Task goal: Look through the entries below and extract exactly the lines from the one containing "subject: goggles on forehead" through the one containing "task: draw the outline of every instance of the lanyard", ends included.

Dataset items:
•••
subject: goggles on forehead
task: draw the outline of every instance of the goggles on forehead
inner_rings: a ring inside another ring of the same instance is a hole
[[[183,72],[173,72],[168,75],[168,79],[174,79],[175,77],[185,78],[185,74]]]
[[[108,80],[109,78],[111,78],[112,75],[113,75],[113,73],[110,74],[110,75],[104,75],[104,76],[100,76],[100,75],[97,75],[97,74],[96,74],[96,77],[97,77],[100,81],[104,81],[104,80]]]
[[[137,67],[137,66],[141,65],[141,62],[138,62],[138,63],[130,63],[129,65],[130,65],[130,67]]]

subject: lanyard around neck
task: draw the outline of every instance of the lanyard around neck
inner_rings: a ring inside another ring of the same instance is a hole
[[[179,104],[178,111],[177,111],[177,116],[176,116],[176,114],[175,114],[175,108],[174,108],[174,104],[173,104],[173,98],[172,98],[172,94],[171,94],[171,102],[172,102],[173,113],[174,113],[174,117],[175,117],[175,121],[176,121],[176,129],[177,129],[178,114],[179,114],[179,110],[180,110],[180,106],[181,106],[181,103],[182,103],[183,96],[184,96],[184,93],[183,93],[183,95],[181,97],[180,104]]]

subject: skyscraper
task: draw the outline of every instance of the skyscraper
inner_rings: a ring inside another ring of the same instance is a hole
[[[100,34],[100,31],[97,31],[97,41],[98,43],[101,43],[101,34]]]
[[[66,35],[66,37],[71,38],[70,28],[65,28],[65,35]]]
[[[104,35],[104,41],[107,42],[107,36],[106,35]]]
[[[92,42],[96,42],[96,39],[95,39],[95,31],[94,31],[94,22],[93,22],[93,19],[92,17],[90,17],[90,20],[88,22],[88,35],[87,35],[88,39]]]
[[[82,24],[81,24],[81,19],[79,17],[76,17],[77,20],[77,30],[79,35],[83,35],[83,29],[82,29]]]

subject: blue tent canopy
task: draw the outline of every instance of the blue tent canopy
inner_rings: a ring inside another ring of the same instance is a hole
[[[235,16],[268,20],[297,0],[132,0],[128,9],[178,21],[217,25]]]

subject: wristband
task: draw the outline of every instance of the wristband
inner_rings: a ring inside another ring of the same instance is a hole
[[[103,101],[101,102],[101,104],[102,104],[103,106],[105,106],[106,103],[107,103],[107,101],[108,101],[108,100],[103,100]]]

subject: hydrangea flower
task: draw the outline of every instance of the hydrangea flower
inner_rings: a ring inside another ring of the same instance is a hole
•••
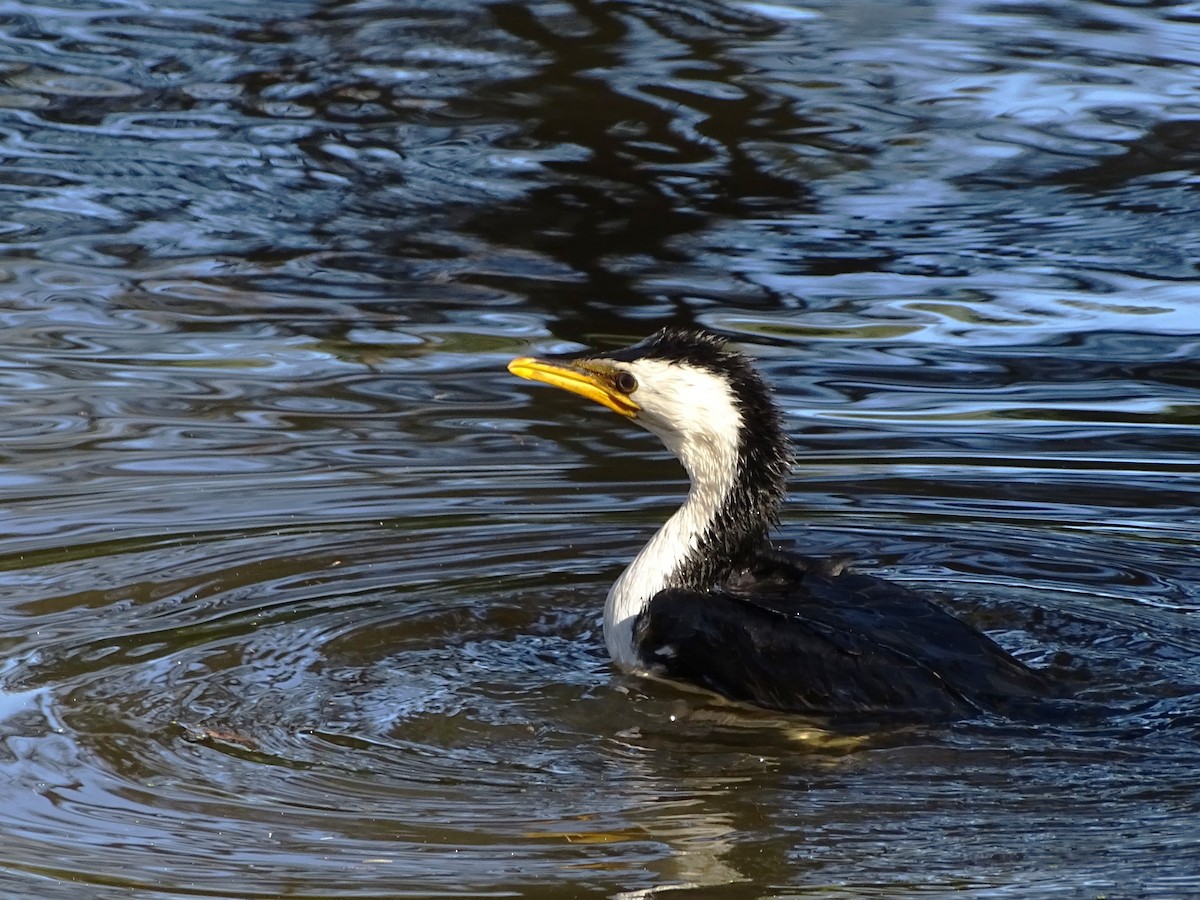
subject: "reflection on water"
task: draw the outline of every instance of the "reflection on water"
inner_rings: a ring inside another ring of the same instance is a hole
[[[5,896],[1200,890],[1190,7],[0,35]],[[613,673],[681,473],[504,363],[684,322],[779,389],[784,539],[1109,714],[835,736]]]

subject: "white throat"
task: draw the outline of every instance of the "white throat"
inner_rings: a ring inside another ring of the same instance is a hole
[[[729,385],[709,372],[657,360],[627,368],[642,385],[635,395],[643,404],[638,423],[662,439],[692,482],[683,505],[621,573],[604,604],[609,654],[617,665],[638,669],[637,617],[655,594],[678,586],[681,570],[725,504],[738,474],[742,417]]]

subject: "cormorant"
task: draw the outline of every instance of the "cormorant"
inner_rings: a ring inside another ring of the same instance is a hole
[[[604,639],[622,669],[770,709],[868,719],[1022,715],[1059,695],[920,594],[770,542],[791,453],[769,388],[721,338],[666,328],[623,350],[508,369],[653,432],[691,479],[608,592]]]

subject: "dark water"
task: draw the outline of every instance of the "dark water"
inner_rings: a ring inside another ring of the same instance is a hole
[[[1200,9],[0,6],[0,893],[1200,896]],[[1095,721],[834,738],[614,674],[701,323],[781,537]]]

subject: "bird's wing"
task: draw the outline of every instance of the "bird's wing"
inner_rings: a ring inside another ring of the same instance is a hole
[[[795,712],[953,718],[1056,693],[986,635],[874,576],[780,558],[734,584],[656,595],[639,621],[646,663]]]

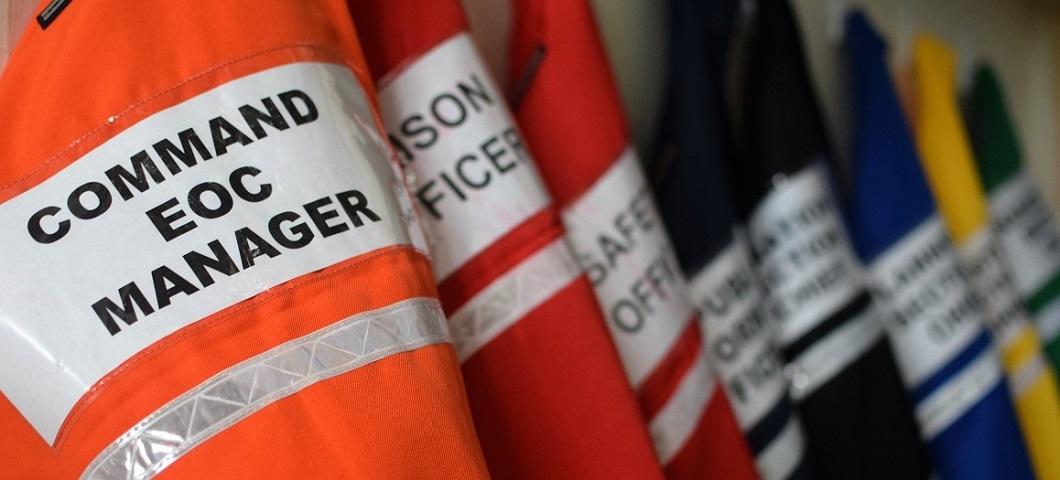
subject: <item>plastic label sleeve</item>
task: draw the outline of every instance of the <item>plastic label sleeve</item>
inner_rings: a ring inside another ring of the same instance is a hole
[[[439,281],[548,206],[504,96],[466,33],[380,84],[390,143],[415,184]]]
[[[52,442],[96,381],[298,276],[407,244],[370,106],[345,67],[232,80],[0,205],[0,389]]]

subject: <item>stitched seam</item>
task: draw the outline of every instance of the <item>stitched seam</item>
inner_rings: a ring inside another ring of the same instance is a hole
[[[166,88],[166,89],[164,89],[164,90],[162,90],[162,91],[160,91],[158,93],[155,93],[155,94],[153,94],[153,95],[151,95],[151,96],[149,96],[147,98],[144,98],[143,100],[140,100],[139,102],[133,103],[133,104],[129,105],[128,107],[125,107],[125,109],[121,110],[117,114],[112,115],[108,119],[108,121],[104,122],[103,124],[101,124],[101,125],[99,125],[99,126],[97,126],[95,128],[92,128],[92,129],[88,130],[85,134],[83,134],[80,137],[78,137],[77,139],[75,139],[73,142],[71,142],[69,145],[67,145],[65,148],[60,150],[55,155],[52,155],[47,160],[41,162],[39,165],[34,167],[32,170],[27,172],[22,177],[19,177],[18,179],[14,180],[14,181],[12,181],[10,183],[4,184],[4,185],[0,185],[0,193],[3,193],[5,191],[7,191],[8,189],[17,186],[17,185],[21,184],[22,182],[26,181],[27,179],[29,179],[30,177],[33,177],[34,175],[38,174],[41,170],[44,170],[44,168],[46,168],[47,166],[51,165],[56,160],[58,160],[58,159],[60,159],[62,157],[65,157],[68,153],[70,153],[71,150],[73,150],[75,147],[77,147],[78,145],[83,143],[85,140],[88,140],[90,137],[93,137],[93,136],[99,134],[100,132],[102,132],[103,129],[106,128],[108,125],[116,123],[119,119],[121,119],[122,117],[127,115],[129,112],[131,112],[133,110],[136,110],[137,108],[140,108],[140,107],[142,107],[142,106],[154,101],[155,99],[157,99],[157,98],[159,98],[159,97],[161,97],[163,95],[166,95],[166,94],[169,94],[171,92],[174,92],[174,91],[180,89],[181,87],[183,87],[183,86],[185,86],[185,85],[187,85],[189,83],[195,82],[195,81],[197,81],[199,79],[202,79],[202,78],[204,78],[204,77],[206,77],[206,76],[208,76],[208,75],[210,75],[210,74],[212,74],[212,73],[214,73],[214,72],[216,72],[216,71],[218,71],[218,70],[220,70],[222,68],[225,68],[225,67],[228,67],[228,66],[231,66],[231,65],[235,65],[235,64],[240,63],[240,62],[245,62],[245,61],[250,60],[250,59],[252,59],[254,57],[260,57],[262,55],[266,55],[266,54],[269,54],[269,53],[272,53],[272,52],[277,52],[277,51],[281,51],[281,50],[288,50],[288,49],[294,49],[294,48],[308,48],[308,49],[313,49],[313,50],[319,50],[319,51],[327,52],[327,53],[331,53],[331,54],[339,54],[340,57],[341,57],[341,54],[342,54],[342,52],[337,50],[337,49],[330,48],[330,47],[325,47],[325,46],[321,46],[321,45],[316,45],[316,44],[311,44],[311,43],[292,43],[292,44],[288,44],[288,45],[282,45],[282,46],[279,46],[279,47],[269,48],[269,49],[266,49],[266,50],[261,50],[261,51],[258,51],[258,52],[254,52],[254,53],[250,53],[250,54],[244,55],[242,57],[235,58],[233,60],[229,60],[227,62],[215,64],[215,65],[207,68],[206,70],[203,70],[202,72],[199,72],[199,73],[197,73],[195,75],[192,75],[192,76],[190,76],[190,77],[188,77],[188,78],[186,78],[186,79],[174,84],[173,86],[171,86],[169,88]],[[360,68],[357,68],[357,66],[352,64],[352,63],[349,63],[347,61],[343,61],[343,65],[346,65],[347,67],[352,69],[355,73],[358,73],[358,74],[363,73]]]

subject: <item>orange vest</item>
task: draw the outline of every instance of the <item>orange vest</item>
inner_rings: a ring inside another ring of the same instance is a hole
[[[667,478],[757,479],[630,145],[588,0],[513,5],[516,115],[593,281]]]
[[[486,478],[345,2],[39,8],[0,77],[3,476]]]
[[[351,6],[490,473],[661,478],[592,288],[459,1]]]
•••
Final answer:
subject: goggles on forehead
task: draw the outline of every instance of the goggles on forehead
inner_rings: a ring inside another ring of the same instance is a hole
[[[183,72],[173,72],[168,75],[168,79],[174,79],[175,77],[185,78],[185,74]]]
[[[108,80],[109,78],[111,78],[112,75],[113,75],[113,73],[110,74],[110,75],[104,75],[104,76],[100,76],[100,75],[97,75],[97,74],[96,74],[96,77],[97,77],[100,81],[104,81],[104,80]]]
[[[137,67],[137,66],[141,65],[141,62],[138,62],[138,63],[130,63],[129,65],[130,65],[130,67]]]

subject: lanyard around neck
task: draw the outline of every instance of the lanyard around neck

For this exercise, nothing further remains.